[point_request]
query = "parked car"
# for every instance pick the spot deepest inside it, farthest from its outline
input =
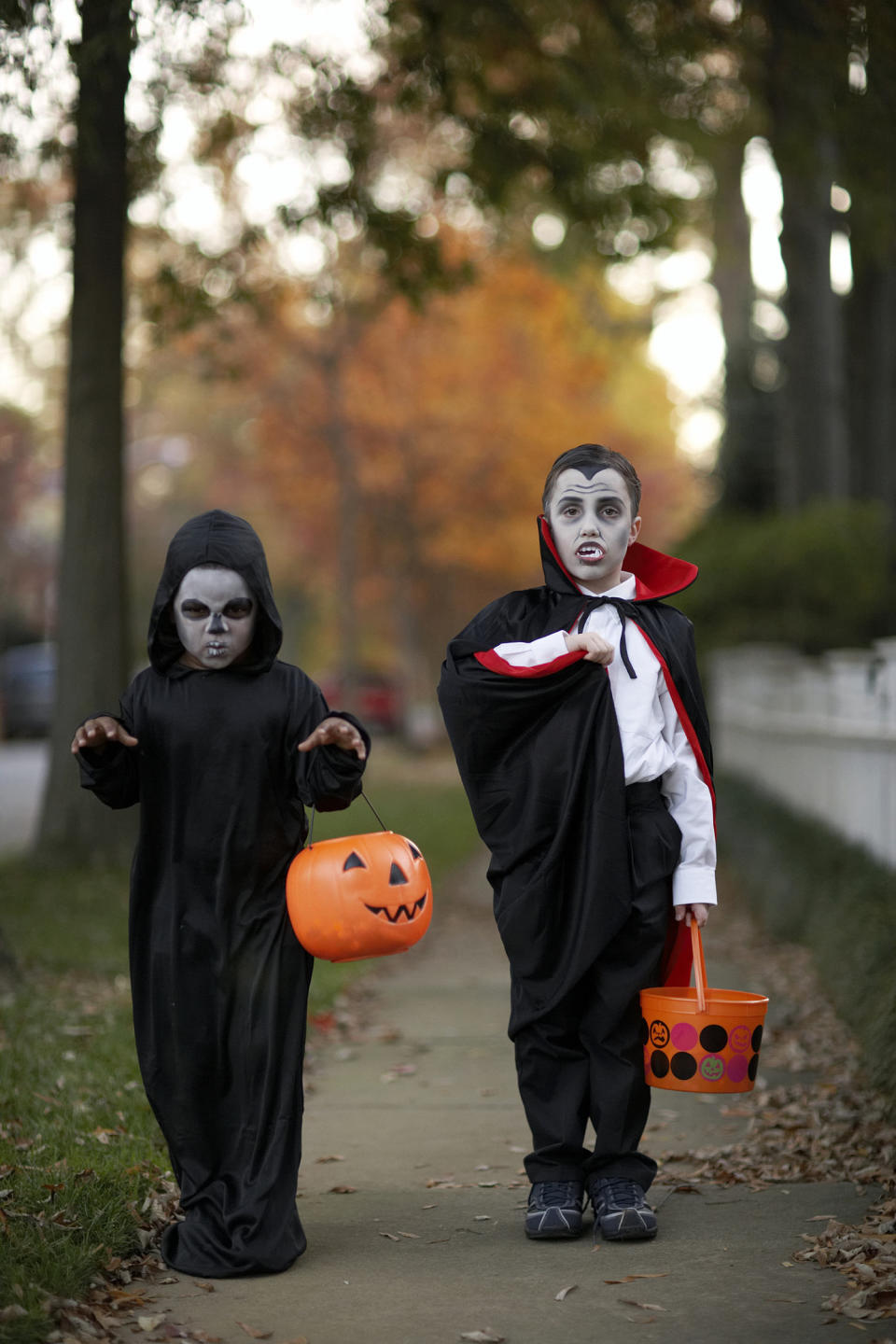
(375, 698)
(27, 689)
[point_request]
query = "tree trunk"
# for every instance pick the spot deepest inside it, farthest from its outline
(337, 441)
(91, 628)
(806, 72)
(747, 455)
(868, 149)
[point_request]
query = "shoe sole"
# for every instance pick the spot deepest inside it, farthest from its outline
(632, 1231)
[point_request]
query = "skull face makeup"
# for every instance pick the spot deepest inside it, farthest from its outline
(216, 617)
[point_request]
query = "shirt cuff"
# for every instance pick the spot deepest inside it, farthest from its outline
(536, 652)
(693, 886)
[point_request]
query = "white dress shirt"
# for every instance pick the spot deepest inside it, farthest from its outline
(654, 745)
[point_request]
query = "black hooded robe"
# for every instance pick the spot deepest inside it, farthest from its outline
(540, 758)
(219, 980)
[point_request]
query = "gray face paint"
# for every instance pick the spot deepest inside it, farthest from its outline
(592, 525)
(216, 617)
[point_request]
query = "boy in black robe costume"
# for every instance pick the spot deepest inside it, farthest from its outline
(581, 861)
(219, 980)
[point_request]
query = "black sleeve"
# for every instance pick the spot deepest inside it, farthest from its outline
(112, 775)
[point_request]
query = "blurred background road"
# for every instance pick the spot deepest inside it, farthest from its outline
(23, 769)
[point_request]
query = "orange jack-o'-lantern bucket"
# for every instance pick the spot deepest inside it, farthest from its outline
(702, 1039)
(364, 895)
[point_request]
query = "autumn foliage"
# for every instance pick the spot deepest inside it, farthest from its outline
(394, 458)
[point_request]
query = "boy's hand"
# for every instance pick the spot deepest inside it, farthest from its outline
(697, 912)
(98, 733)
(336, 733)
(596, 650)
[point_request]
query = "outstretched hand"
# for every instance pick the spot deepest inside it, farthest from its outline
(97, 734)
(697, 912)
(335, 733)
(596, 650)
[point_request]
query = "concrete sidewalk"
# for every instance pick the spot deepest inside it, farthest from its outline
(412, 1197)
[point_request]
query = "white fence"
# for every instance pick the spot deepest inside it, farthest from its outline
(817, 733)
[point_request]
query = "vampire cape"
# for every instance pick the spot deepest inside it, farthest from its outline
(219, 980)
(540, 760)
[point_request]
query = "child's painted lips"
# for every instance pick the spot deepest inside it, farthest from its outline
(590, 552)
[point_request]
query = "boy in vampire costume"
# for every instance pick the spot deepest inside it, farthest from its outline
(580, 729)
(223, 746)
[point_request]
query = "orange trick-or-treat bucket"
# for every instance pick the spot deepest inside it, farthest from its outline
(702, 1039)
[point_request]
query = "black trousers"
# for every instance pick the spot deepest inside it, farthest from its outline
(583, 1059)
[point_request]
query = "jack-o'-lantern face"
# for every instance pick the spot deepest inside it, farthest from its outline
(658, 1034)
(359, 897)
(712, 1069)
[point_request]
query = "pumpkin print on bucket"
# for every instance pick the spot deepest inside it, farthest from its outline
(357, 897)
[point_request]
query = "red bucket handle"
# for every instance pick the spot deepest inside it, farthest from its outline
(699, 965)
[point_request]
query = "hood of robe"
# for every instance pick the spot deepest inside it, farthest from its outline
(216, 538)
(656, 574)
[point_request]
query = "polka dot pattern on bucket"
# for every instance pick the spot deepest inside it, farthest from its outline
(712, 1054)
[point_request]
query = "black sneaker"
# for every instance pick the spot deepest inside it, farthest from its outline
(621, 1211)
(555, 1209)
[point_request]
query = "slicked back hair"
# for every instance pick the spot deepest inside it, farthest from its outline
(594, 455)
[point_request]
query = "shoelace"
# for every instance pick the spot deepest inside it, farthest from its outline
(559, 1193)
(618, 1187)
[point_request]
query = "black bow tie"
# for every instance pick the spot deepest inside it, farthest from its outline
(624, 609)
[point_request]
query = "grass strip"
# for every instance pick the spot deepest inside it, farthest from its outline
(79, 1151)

--

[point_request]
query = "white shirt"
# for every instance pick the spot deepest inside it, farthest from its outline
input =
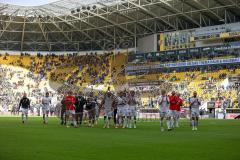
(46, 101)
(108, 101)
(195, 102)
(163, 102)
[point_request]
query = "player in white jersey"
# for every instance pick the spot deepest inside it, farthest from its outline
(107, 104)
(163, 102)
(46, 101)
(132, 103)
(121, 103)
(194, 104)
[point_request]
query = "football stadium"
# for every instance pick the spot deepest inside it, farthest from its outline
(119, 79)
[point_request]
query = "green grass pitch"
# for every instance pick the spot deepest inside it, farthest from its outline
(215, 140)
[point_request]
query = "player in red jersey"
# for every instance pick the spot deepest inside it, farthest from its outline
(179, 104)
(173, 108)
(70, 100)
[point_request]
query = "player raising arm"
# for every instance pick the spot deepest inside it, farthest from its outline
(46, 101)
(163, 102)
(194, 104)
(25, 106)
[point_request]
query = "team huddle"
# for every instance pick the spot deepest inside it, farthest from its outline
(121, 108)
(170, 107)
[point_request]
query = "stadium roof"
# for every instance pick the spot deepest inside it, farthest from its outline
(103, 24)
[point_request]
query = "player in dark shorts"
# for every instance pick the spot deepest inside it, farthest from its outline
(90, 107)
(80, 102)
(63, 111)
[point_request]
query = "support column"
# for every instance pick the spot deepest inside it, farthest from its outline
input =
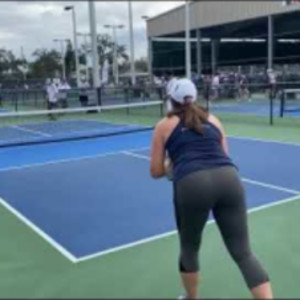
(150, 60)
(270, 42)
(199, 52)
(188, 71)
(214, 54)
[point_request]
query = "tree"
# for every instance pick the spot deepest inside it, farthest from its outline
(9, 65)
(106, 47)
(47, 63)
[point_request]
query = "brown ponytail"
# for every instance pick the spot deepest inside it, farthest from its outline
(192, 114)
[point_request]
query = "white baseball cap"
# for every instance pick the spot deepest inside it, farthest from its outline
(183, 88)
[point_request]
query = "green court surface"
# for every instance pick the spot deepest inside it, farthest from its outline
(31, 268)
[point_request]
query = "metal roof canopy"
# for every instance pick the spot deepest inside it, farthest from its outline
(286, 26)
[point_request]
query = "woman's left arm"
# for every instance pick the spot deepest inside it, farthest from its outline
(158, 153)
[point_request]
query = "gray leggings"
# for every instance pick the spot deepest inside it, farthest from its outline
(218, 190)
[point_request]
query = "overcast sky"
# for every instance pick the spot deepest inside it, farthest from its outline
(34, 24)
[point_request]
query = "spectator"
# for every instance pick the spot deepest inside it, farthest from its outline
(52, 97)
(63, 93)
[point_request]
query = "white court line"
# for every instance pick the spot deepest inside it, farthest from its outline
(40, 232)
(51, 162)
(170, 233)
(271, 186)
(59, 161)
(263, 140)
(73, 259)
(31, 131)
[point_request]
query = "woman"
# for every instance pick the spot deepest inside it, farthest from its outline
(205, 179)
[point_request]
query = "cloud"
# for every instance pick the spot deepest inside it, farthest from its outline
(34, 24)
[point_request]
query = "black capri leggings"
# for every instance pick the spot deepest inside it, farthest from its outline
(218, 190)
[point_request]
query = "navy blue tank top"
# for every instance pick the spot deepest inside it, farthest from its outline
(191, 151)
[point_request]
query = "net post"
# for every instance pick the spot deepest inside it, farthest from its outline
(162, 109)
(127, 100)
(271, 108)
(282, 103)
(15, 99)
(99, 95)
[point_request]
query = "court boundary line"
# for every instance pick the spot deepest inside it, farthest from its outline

• _What the task asks_
Which lines above include the word "court"? Pick them out and copy them.

• _Solution for this problem_
query = "green court surface"
query = "white court line"
query = "court boundary line"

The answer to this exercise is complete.